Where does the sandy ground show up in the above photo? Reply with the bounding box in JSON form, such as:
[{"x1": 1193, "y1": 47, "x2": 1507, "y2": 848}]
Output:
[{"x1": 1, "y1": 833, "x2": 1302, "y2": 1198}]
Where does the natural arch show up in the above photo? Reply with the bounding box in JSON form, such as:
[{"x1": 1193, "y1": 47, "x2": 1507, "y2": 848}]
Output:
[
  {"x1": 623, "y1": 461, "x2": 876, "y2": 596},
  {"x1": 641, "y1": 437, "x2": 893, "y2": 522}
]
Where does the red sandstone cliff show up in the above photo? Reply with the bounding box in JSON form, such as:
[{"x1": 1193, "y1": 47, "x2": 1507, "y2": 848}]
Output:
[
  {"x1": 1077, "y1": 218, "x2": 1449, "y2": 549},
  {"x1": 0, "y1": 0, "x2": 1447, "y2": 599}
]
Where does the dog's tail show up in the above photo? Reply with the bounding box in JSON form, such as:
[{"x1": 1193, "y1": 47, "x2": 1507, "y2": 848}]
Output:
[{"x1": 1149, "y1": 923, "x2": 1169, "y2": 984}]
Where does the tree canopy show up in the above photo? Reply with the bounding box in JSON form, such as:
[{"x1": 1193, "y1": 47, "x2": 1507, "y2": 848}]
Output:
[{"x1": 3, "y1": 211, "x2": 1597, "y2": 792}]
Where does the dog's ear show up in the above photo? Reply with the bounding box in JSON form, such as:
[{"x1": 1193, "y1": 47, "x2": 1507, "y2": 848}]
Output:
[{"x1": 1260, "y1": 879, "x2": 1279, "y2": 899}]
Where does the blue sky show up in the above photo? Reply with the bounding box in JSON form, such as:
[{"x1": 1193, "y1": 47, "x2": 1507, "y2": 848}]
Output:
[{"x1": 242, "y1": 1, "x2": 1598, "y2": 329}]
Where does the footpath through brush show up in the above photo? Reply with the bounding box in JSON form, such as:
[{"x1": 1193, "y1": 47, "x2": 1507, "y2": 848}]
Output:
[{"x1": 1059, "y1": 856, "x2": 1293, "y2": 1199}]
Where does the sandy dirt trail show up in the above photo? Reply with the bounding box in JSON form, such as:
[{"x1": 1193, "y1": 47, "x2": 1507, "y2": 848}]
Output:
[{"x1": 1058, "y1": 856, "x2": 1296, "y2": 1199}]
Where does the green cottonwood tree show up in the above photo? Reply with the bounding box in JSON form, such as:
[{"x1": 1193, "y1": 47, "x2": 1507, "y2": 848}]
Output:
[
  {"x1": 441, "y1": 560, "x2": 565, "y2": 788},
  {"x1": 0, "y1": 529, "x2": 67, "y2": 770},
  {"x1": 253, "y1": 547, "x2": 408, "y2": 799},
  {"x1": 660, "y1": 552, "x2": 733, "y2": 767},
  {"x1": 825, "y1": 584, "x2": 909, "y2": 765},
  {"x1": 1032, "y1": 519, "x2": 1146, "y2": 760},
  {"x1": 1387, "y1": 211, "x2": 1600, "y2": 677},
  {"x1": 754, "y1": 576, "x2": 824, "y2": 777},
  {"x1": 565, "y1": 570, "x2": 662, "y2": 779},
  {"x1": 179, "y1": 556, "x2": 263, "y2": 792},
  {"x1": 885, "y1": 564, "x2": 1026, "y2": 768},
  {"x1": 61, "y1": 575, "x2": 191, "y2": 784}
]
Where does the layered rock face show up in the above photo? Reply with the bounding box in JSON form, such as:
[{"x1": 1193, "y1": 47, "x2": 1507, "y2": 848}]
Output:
+-------+
- **ABOUT THIS TASK**: Each entry must appear in the reply exactly as written.

- **EXERCISE ANSWER**:
Where does the sandy ground show up in the above photo? Reply with the bounding box in JSON form, such as:
[{"x1": 1193, "y1": 47, "x2": 1507, "y2": 848}]
Output:
[{"x1": 1, "y1": 833, "x2": 1302, "y2": 1198}]
Where does the natural arch show up in the above photo? Reply with the bounding box in JSON form, such as:
[{"x1": 1193, "y1": 47, "x2": 1507, "y2": 848}]
Output:
[
  {"x1": 623, "y1": 461, "x2": 876, "y2": 596},
  {"x1": 641, "y1": 437, "x2": 893, "y2": 522}
]
Where does the red sandstone cliff show up in the above photo? Reply with the bounding box in JSON form, such as:
[{"x1": 1193, "y1": 47, "x2": 1507, "y2": 848}]
Output:
[
  {"x1": 1077, "y1": 218, "x2": 1449, "y2": 549},
  {"x1": 0, "y1": 0, "x2": 1447, "y2": 599}
]
Where does the dog's tail show up in the above photo? Reply with the bounding box in JSON form, such as:
[{"x1": 1193, "y1": 47, "x2": 1507, "y2": 848}]
Output:
[{"x1": 1149, "y1": 923, "x2": 1169, "y2": 984}]
Where does the tree canopy show up in the above photo? Reply with the bounding box in JSON form, such as:
[{"x1": 1193, "y1": 47, "x2": 1507, "y2": 848}]
Output:
[{"x1": 3, "y1": 211, "x2": 1597, "y2": 792}]
Where does the dog's ear show up in the above photo? Reply with the bounding box in JSON form, such as:
[{"x1": 1193, "y1": 47, "x2": 1507, "y2": 848}]
Output:
[{"x1": 1260, "y1": 879, "x2": 1279, "y2": 899}]
Where does the blue sky show up in the above photo? Reply with the bounding box in JSON form, such as:
[{"x1": 1193, "y1": 47, "x2": 1507, "y2": 848}]
Output:
[{"x1": 242, "y1": 1, "x2": 1598, "y2": 329}]
Where does the footpath through brush show up in the above photo? Reply with the bounding box in JSON form, such as:
[{"x1": 1193, "y1": 47, "x2": 1507, "y2": 848}]
Output:
[{"x1": 1059, "y1": 856, "x2": 1293, "y2": 1199}]
Where does the sandy dirt trail show up in the above photo? Reply with the bounding box in JSON form, such as:
[{"x1": 1193, "y1": 47, "x2": 1507, "y2": 848}]
Output:
[{"x1": 1058, "y1": 856, "x2": 1296, "y2": 1199}]
Where does the green cottonwood tree show up in the above photo? Reply with the bounding box in JSON form, such as:
[{"x1": 1193, "y1": 47, "x2": 1507, "y2": 848}]
Output:
[
  {"x1": 441, "y1": 560, "x2": 565, "y2": 788},
  {"x1": 0, "y1": 529, "x2": 67, "y2": 770},
  {"x1": 253, "y1": 547, "x2": 408, "y2": 799},
  {"x1": 660, "y1": 552, "x2": 733, "y2": 767},
  {"x1": 825, "y1": 584, "x2": 909, "y2": 765},
  {"x1": 1032, "y1": 519, "x2": 1146, "y2": 760},
  {"x1": 1387, "y1": 211, "x2": 1600, "y2": 677},
  {"x1": 754, "y1": 576, "x2": 824, "y2": 777},
  {"x1": 565, "y1": 570, "x2": 662, "y2": 779},
  {"x1": 179, "y1": 556, "x2": 263, "y2": 792},
  {"x1": 885, "y1": 564, "x2": 1026, "y2": 768},
  {"x1": 61, "y1": 575, "x2": 191, "y2": 784}
]
Where does the layered rock face show up in the above photo? Reply with the bounding box in JSON form, such as:
[{"x1": 1193, "y1": 47, "x2": 1507, "y2": 848}]
Output:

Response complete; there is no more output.